How many lines of the data below contain the string "steel"? Case counts. Reply with the number alone.

====================

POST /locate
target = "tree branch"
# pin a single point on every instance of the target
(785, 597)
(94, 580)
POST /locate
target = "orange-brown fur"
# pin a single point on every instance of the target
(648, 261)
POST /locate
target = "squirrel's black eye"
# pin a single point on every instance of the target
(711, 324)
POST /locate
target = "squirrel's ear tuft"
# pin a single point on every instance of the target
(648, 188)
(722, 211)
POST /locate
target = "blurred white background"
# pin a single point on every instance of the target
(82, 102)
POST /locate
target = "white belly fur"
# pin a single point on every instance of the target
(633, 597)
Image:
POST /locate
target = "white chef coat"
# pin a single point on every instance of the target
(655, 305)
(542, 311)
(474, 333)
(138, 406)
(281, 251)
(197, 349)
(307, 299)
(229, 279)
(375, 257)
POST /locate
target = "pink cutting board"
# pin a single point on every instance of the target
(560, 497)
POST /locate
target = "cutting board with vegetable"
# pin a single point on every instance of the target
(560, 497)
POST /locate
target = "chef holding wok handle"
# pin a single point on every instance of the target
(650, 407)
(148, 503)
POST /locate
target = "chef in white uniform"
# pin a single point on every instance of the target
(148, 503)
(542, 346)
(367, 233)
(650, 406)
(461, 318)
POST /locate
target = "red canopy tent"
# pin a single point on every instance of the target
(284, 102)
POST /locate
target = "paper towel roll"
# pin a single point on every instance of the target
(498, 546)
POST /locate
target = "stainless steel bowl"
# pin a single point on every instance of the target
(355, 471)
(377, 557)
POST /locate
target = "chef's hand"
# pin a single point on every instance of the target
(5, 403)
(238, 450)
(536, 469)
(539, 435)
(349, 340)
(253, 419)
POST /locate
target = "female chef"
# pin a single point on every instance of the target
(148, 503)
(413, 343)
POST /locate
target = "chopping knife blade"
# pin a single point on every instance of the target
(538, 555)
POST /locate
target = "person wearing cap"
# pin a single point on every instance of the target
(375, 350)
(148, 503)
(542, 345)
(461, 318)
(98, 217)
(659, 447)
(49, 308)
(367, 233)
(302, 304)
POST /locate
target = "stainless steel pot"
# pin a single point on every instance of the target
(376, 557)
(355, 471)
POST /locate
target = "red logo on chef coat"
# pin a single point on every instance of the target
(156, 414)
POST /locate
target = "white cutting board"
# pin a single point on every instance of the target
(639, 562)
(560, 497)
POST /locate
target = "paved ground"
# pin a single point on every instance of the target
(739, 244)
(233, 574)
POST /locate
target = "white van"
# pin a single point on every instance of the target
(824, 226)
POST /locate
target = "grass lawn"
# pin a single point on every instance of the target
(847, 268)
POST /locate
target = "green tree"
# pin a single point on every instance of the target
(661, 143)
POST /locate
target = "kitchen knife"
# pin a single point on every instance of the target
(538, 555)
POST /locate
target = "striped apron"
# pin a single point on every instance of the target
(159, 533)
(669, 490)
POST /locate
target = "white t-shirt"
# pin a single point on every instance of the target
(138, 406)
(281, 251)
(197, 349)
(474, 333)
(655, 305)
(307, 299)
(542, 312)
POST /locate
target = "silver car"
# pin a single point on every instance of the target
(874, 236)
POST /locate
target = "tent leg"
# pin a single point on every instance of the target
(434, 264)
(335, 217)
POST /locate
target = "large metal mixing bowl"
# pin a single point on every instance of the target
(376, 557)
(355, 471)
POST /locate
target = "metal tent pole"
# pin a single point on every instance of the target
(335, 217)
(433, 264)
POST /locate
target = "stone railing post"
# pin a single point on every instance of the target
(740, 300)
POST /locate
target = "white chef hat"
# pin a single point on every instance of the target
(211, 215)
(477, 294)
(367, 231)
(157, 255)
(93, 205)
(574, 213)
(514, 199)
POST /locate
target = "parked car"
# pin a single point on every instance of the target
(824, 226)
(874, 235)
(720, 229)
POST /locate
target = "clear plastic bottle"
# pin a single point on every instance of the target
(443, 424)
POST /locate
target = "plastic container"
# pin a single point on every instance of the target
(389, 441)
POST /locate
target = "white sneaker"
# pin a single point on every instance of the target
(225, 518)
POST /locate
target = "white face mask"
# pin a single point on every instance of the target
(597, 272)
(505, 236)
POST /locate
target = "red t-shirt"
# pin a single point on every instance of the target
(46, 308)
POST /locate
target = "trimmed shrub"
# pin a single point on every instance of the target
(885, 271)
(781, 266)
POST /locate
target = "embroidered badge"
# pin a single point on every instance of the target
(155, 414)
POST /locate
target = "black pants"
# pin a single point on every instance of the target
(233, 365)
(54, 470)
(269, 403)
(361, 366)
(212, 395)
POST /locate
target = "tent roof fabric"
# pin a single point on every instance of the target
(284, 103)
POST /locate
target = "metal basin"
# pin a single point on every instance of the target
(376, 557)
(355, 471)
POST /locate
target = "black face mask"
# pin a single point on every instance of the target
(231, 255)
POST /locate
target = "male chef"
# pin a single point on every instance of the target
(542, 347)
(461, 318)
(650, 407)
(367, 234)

====================

:: CORRECT RESULT ::
2